**Teks Bacaan**.
# # # # #
BBM & LPG yang Naik Tetap Lebih Rendah, Cek Harga Aslinya..

Jakarta, CNBC Indonesia - PT Pertamina (Persero) baru saja melakukan penyesuaian harga Bahan Bakar Minyak (BBM) non subsidi dan Liquefied petroleum Gas (LPG) non subsidi pada 10 Juli kemarin. Kenaikan untuk produk-produk tersebut mempertimbangkan harga minyak di pasar internasional yang saat ini sudah tinggi.
Adapun untuk BBM, Pertamina menaikkan harga tiga jenis BBM seperti misalnya Pertamax Turbo (RON 98), Dexlite dan juga Pertamina Dex. Rinciannya yakni Pertamax Turbo (RON 98) naik dari awalnya Rp 14.500 per liter menjadi Rp 16.200 per liter, Dexlite naik dari Rp 12.950 per liter menjadi Rp 15.000 per liter.
Kemudian, Pertamina Dex naik dari Rp 13.700 per liter menjadi Rp 16.500 untuk wilayah DKI Jakarta, Banten, Jawa Barat, Jawa Tengah, DI Yogyakarta, Jawa Timur, Bali, Nusa Tenggara Barat, dan Nusa Tenggara Timur.
Sementara itu, untuk LPG non susbidi perusahaan pelat merah tersebut juga melakukan penyesuaian terhadap ketiga produknya. Antara lain yakni LPG 3 kg berwarna pink yang saat ini harganya dibanderol Rp 58 ribu per tabung, LPG 5,5 kg dibanderol di harga Rp 100.000 sampai Rp 127.000 per tabung, serta LPG 12 kg yang dipatok mencapai Rp 213.000 sampai Rp 270.000 per tabung.
# # # # #
**Data yang Tersedia**.
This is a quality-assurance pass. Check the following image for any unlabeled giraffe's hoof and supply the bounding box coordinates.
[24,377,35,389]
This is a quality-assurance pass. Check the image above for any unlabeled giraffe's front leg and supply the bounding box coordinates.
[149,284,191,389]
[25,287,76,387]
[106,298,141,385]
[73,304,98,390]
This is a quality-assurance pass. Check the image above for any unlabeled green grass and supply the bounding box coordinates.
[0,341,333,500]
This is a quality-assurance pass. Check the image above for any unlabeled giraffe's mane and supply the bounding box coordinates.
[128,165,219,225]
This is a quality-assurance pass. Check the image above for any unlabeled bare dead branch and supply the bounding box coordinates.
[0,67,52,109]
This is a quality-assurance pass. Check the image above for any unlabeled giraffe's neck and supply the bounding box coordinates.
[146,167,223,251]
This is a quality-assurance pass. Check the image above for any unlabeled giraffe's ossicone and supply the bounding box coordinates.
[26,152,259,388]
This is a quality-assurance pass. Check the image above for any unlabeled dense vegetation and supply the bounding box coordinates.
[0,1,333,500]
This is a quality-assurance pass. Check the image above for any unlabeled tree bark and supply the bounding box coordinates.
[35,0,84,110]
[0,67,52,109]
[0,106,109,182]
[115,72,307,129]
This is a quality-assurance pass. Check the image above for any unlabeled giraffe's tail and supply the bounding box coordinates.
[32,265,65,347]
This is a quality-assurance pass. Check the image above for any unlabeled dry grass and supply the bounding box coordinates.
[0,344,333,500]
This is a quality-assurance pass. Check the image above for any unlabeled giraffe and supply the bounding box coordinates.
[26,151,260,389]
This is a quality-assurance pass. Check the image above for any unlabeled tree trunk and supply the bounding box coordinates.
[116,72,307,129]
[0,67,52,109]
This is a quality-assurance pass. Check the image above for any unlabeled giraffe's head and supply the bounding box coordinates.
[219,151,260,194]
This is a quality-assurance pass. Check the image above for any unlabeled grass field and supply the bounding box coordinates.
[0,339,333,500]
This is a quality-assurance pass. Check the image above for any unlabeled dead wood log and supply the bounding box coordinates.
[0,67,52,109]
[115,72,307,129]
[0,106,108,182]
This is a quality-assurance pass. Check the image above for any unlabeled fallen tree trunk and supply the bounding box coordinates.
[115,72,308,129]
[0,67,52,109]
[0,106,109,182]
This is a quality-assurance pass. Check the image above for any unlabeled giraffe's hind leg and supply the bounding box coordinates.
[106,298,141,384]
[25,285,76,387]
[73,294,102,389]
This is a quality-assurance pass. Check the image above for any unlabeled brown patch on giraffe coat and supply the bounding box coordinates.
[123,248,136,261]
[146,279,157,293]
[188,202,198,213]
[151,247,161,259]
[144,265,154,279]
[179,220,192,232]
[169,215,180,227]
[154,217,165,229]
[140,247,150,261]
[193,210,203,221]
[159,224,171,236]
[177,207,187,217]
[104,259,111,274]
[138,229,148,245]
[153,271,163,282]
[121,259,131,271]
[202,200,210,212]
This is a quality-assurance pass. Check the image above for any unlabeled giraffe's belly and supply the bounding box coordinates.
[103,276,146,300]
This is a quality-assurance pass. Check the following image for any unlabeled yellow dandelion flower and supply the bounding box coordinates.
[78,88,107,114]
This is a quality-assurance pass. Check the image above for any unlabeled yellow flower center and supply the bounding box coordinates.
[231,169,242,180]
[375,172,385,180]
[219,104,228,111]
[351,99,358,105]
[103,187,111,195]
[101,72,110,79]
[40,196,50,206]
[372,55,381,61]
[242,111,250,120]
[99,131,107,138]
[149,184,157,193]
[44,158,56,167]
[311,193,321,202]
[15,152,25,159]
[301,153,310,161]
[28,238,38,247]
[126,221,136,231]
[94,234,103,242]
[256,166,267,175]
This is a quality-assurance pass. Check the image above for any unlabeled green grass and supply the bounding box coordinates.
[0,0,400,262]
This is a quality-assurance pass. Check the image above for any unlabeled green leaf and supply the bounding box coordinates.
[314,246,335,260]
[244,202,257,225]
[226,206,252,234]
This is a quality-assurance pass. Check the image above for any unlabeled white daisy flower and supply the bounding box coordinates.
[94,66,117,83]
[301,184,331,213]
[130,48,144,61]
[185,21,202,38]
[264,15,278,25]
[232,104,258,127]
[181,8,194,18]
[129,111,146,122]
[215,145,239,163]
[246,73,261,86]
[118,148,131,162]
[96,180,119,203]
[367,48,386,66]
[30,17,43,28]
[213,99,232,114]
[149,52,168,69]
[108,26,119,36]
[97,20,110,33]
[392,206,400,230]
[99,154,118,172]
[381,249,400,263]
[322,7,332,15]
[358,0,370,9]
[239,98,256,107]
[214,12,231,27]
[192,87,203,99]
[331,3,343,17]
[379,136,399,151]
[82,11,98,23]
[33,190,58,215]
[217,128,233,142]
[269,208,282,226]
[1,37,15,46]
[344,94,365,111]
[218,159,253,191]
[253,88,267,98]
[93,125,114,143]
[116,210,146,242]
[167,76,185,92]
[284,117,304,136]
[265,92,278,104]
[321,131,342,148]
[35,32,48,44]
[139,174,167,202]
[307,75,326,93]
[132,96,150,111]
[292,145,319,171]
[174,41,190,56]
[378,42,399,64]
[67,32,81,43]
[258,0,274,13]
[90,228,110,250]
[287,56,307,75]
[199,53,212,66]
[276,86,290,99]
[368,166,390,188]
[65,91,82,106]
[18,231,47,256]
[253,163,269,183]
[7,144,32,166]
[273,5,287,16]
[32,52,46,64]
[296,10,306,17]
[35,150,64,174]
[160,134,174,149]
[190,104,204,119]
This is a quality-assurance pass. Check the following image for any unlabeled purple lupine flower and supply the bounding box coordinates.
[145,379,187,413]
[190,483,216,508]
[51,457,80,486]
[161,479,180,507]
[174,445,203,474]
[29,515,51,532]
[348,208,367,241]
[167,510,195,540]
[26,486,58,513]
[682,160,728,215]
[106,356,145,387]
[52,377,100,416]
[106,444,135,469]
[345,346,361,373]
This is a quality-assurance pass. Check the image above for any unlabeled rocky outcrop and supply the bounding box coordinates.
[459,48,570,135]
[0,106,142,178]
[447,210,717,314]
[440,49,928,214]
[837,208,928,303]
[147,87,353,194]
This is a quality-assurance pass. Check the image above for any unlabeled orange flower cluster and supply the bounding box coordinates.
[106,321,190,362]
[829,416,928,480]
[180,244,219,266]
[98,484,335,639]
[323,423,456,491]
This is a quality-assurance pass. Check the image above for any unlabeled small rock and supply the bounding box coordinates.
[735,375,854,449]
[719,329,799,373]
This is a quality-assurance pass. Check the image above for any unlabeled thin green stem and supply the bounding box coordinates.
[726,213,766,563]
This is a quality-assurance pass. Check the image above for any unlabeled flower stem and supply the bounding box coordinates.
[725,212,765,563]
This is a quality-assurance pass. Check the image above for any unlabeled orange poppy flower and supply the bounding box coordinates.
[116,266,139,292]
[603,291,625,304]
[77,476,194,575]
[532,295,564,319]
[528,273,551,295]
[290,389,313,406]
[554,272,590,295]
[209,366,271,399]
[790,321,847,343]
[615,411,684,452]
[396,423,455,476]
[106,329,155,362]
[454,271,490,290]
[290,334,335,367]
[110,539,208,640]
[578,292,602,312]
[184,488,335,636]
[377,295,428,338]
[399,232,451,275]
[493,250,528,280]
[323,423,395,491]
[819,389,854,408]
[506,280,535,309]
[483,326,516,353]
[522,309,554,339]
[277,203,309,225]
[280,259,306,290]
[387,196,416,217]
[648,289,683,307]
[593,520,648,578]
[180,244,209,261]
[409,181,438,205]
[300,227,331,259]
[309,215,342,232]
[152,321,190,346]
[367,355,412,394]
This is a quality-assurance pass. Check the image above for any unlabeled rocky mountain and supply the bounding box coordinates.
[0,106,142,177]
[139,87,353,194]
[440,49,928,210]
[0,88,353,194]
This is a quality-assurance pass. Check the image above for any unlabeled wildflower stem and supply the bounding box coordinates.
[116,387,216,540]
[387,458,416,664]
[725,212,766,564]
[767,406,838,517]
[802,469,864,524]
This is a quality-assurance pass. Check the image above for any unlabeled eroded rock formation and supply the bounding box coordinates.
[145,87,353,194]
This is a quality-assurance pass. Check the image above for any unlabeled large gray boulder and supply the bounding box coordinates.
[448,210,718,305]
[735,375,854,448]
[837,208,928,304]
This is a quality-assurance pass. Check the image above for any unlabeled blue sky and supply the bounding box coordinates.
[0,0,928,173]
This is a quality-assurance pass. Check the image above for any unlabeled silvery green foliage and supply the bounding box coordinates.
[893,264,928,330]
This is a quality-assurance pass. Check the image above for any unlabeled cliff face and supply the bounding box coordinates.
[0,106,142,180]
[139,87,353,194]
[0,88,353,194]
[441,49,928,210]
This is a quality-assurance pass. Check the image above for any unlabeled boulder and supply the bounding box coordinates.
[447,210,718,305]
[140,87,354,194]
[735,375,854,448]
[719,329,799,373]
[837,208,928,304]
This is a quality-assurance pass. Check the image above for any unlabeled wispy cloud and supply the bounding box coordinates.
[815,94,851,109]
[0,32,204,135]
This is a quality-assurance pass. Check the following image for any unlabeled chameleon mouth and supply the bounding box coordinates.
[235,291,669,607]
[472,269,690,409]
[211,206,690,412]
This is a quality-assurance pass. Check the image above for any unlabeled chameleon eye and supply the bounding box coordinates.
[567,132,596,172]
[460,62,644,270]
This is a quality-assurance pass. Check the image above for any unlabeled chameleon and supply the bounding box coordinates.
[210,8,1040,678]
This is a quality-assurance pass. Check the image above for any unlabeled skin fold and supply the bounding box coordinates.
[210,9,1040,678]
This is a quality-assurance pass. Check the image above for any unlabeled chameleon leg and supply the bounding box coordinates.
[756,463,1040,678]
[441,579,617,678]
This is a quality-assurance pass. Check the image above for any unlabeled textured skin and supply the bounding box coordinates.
# # # # #
**Kumpulan Soal**.
1 - Tuliskan kembali paragraf dalam artikel tentang harga BBM dan LPG yang diawali "Adapun untuk BBM" dalam bentuk daftar. Pertahankan fakta-fakta utamanya.
2 - Salin persis bagian artikel tentang harga BBM dan LPG yang dimulai dari "Jakarta, CNBC Indonesia" dan berlanjut hingga "15.000 per liter.".
3 - Lanjutkan artikel tentang harga BBM dan LPG mulai dari kalimat terakhirnya.

**Jawaban per Soal**.
1 -
- Pertamina menaikkan harga tiga jenis BBM, yaitu Pertamax Turbo (RON 98), Dexlite, dan Pertamina Dex.
- Pertamax Turbo (RON 98) naik dari Rp 14.500 per liter menjadi Rp 16.200 per liter.
- Dexlite naik dari Rp 12.950 per liter menjadi Rp 15.000 per liter.

2 -
Jakarta, CNBC Indonesia - PT Pertamina (Persero) baru saja melakukan penyesuaian harga Bahan Bakar Minyak (BBM) non subsidi dan Liquefied petroleum Gas (LPG) non subsidi pada 10 Juli kemarin. Kenaikan untuk produk-produk tersebut mempertimbangkan harga minyak di pasar internasional yang saat ini sudah tinggi.
Adapun untuk BBM, Pertamina menaikkan harga tiga jenis BBM seperti misalnya Pertamax Turbo (RON 98), Dexlite dan juga Pertamina Dex. Rinciannya yakni Pertamax Turbo (RON 98) naik dari awalnya Rp 14.500 per liter menjadi Rp 16.200 per liter, Dexlite naik dari Rp 12.950 per liter menjadi Rp 15.000 per liter.

3 -
Direktur Utama PT Pertamina (Persero) beberapa hari lalu memastikan untuk BBM jenis RON 90 atau Pertalite dan Solar bersubsidi tidak akan mengalami penyesuaian kenaikan harga. Sekalipun harga minyak mentah dunia yang menjadi dasar penentu harga produk BBM mengalami kenaikan yang signifikan.
"Tidak ada, sampai hari ini kami tidak pernah membahas tentang itu (kenaikan). Oleh karena itu kemarin yang dilakukan pemerintah adalah tambahan anggaran," kata dia dalam Rapat Dengar Pendapat bersama Komisi VI, Rabu (6/7/2022).
Namun bila dibandingkan dengan harga keekonomian, harga jual BBM dan LPG yang ditetapkan Pemerintah saat ini sangat rendah. Per Juli 2022 misalnya, untuk Solar CN-48 atau Biosolar (B30), dijual dengan harga Rp 5.150 per liter, padahal harga keekonomiannya mencapai Rp 18.150. Dengan begitu, maka untuk setiap liter Solar, Pemerintah harus membayar subsidi Rp 13 ribu.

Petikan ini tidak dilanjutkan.